┌──

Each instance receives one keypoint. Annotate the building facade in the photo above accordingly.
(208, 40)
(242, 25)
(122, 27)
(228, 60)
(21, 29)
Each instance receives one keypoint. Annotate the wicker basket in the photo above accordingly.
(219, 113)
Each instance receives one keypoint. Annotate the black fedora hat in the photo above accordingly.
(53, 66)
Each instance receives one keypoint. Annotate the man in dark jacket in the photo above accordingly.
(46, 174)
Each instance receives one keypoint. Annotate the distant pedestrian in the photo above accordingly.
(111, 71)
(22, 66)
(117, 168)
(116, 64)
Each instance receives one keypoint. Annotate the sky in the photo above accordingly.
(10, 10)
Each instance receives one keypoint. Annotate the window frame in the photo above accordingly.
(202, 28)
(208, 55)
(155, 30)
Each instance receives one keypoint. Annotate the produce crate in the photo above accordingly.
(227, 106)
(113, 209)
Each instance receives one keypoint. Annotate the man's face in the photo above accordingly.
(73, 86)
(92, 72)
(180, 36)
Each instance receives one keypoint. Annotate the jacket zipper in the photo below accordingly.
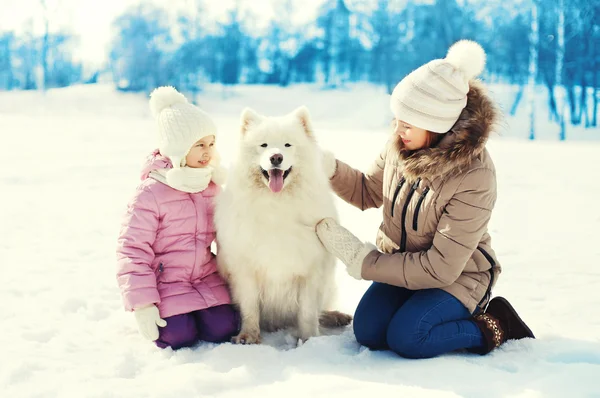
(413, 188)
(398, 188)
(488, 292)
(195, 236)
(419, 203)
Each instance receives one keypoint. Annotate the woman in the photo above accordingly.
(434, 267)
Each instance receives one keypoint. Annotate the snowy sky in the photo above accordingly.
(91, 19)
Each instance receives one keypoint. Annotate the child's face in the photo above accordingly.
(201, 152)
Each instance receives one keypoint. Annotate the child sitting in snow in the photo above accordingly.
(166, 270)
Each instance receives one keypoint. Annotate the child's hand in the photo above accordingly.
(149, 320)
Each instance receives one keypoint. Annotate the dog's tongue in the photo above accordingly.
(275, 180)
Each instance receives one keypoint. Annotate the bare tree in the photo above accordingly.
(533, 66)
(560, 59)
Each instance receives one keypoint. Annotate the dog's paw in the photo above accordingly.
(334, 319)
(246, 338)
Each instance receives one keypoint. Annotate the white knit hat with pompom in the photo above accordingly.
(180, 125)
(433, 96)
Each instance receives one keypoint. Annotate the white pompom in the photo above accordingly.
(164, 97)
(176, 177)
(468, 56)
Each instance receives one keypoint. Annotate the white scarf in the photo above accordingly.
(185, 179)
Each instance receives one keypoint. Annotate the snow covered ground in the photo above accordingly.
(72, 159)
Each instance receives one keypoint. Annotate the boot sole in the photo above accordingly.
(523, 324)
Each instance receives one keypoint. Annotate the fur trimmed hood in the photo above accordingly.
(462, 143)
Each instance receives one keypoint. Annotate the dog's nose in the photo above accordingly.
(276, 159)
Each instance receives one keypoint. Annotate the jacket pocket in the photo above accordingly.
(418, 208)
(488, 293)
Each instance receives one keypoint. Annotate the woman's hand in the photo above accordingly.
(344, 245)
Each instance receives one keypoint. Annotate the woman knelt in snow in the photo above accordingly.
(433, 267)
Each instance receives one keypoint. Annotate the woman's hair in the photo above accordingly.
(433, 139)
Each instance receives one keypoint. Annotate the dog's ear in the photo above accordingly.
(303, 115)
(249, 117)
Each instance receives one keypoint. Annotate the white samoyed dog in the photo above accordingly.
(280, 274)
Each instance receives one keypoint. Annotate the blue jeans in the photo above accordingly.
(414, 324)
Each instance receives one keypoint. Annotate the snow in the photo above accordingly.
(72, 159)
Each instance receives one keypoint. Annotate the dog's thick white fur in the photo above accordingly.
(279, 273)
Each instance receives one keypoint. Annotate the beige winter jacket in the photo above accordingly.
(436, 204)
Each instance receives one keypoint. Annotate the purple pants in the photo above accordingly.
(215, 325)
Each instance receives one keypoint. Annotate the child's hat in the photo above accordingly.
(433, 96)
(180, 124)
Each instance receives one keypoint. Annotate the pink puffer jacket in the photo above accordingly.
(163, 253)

└──
┌──

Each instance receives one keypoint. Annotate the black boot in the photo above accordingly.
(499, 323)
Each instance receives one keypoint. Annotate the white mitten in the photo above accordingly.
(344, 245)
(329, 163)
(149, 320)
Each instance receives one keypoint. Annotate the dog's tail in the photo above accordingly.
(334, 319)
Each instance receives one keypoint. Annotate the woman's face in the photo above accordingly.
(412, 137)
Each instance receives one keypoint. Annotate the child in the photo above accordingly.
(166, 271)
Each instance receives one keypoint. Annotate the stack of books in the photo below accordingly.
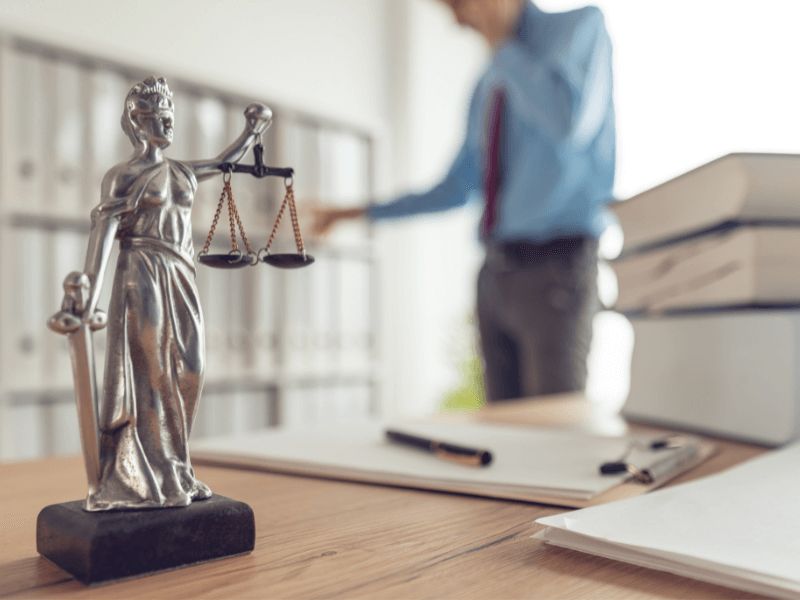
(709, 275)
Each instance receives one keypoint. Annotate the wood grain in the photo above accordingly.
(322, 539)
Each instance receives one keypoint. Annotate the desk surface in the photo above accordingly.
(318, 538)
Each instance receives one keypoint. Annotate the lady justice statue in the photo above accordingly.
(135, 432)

└──

Objective:
Please count the lines in the entries above that contain the word "below", and reply with only that number.

Exercise solution:
2